● **Goal of the exercise**: Search the data below for the string "ceiling" and copy all lines where it shows up.

● **Data for review**:
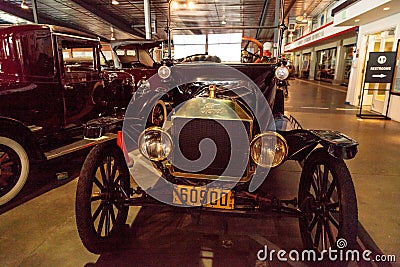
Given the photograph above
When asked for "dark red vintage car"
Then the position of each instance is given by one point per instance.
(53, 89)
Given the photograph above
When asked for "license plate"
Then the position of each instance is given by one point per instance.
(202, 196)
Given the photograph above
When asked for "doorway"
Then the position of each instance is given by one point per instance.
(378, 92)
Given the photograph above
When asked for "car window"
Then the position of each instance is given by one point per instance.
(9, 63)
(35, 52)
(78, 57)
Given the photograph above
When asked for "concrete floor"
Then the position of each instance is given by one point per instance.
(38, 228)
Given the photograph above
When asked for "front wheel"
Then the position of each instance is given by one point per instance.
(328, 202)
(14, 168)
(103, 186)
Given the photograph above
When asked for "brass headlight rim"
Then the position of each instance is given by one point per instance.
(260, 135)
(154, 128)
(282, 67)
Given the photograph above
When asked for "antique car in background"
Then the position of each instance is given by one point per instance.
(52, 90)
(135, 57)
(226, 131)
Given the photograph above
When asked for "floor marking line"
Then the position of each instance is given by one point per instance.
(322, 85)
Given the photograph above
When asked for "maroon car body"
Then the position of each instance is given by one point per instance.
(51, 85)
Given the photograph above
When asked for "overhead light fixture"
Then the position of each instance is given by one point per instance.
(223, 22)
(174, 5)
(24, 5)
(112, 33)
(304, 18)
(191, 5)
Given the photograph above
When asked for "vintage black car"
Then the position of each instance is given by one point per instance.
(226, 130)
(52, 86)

--

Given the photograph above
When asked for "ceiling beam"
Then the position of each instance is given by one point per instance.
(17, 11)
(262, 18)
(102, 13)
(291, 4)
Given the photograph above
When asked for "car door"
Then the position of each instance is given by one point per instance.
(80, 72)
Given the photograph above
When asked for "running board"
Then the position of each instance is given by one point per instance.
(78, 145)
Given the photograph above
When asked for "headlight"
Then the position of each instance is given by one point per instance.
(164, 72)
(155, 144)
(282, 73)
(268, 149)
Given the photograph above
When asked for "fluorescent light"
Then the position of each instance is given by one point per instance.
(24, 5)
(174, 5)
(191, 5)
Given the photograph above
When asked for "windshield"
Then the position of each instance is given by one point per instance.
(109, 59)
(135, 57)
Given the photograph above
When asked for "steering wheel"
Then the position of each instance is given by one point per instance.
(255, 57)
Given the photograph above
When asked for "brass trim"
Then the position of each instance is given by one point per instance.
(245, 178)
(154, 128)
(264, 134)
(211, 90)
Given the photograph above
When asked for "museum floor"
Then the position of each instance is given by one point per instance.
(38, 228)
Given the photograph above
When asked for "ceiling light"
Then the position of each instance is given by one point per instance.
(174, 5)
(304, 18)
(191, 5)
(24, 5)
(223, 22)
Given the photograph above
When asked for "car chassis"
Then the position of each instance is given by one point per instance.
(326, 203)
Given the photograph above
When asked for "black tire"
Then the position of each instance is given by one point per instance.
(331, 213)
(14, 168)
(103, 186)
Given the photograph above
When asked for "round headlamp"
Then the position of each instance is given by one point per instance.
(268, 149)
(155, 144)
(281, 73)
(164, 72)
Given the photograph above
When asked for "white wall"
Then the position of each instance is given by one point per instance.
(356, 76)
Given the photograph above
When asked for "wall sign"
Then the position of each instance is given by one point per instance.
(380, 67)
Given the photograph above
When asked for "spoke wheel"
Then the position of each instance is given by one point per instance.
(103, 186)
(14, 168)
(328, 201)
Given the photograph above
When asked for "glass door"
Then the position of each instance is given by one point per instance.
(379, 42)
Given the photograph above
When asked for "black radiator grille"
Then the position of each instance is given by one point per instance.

* * *

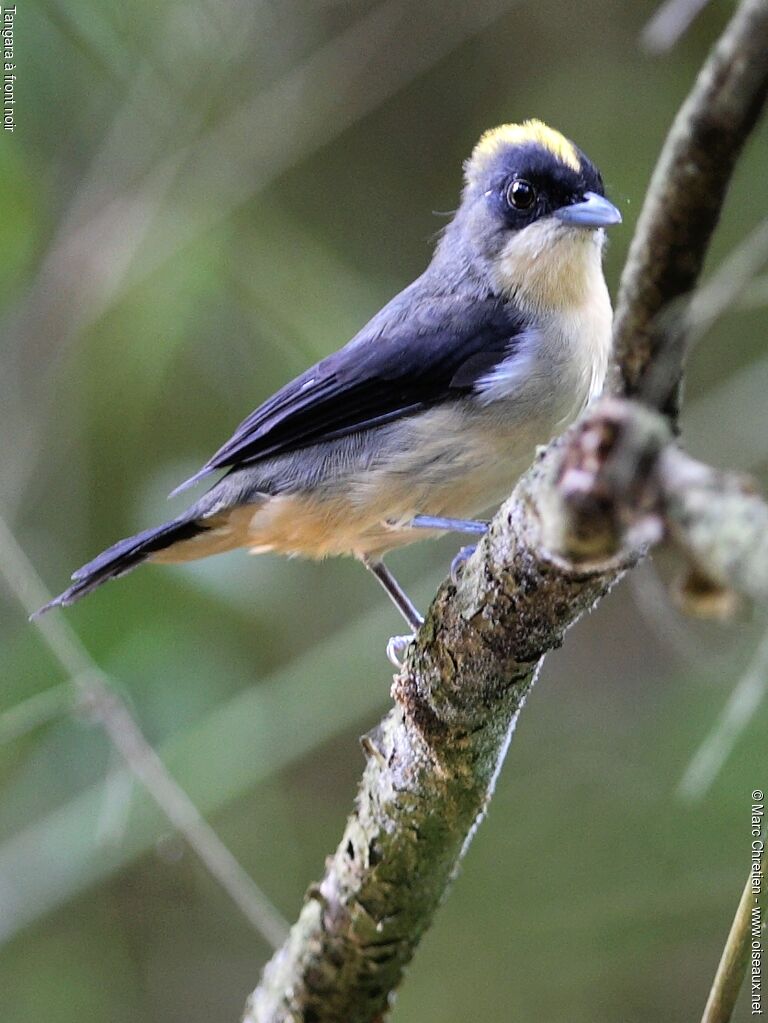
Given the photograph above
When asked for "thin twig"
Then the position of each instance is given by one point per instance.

● **Result of this task**:
When asked for "ceiling beam"
When asked for "ceiling light"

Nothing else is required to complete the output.